> What you need to do:
Copy, from the material below, each line where "find" shows up.

> Source information:
------------------------------------

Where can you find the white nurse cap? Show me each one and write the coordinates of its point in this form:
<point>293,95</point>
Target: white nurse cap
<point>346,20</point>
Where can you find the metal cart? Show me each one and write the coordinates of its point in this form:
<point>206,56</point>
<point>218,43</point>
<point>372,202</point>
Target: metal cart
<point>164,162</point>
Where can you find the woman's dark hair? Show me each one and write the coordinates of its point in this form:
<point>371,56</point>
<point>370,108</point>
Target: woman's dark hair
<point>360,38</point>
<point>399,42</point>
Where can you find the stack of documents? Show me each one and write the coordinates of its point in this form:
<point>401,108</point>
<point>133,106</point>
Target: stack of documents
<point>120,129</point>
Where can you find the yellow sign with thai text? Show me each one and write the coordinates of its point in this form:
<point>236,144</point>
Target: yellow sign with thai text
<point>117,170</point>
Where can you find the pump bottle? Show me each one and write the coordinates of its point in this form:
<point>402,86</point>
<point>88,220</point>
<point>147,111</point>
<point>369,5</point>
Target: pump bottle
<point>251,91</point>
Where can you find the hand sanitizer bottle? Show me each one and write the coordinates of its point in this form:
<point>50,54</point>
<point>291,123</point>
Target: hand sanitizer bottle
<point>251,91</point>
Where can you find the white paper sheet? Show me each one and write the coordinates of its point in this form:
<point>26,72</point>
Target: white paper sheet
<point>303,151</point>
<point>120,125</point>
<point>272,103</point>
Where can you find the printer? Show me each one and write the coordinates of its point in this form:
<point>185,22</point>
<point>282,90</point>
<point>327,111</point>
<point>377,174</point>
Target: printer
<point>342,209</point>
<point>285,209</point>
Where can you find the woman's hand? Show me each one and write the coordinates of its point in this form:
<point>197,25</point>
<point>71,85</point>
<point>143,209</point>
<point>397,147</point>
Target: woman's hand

------------------------------------

> Answer below:
Where can you find the white nurse cap? Show me each one and write the coordinates of its point in this form:
Where can you find the metal cart? Show me each one and write the coordinates of its point in this form:
Where can you find the woman's dark hair? Show me each one and write the coordinates of its point in this form:
Where can you find the stack of documents? Show me each one and write the coordinates of its point in this form:
Where can you find the yellow sign with thai text? Show me each one and write the coordinates of its point in this form:
Where can you find the pump bottle? Show me each one and write the coordinates of its point in this form:
Where can you find the hand sanitizer bottle? Show me each one and write the coordinates of its point in this form:
Where can you find the white paper sheet? Show me each one and write the coordinates of its point in this form:
Where can you find the printer? Show me each one and write the coordinates of its point in this form:
Where can you find the woman's hand? Show me each one and write the coordinates of its point in this form:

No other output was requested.